● **Selected excerpt**:
━━━━━━━━━━━━━━━━
However, let us even assume that it was a favour; at any rate the best favour that a gangster could confer. Still, in what respect can you call me ungrateful? Were my protests against the downfall of our country wrong, because you might think they showed ingratitude? I admit that there was no lack of grief and misery in my complaints. But a man in my position, the position conferred on me by the Senate and people of Rome, could not help that. And my words were restrained and friendly, never insulting. Surely that is real moderation – to protest about Antony and yet refrain from abuse!
For what was left of Rome, Antony, owed its final annihilation to yourself. In your home everything had a price: and a truly sordid series of deals it was. Laws you passed, laws you caused to be put through in your interests, had never even been formally proposed. You admitted this yourself. You were an augur, yet you never took the auspices. You were a consul, yet you blocked the legal right of other officials to exercise the veto. Your armed escort was shocking. You are a drink-sodden, sex-ridden wreck. Never a day passes in that ill-reputed house of yours without orgies of the most repulsive kind.
━━━━━━━━━━━━━━━━
● **Excerpts of bounding box data**:
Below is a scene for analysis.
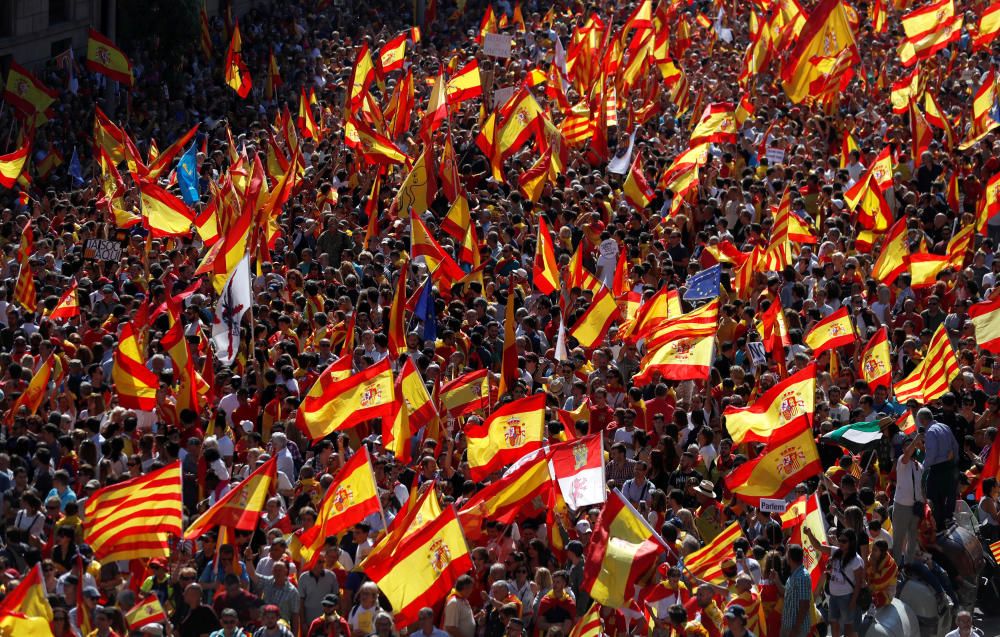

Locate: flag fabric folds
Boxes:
[582,490,663,608]
[465,394,545,481]
[83,461,181,563]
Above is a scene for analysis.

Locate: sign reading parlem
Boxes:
[760,498,788,513]
[83,239,122,261]
[483,33,514,58]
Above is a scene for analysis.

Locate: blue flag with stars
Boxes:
[684,264,722,301]
[177,144,201,206]
[413,277,437,342]
[67,146,84,188]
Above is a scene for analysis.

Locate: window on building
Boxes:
[49,0,72,24]
[0,2,14,38]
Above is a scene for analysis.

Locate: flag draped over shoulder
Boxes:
[582,491,663,608]
[83,461,181,562]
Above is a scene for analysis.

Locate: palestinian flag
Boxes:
[823,420,882,453]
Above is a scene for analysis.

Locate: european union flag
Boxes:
[684,264,722,301]
[177,144,201,206]
[68,146,84,188]
[413,277,437,342]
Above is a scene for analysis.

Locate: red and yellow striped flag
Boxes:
[83,461,182,563]
[893,325,959,405]
[583,491,663,608]
[465,394,545,482]
[365,507,472,627]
━━━━━━━━━━━━━━━━
● **Instruction 1**:
In the speech against Antony, what office did Antony hold even though he never took the auspices?
● **Instruction 2**:
Write what comes next in the speech against Antony, picking up right after its last sentence.

● **Written reply 1**:
He was an augur.

● **Written reply 2**:
In spite of all that, I restricted myself in my speech to solemn complaints concerning the state of our nation. I said nothing personal about the man. I might have been conducting a case against Marcus Licinius Crassus (as I often have, on grave issues) instead of against this utterly loathsome gladiator.
Today, therefore, I am going to ensure that he under-stands what a favour I, on that occasion, conferred upon himself. He read out a letter, this creature, which he said I had sent him. But he has absolutely no idea how to behave – how other people behave. Who, with the slightest knowledge of decent people's habits, could conceivably produce letters sent him by a friend, and read them in public, merely because some quarrel has arisen between him and the other? Such conduct strikes at the roots of human relations; it means that absent friends are excluded from communicating with each other. For men fill their letters with flippancies which appear tasteless if they are published – and with serious matters which are quite unsuitable for wide circulation. Antony's action proves he is totally uncivilized.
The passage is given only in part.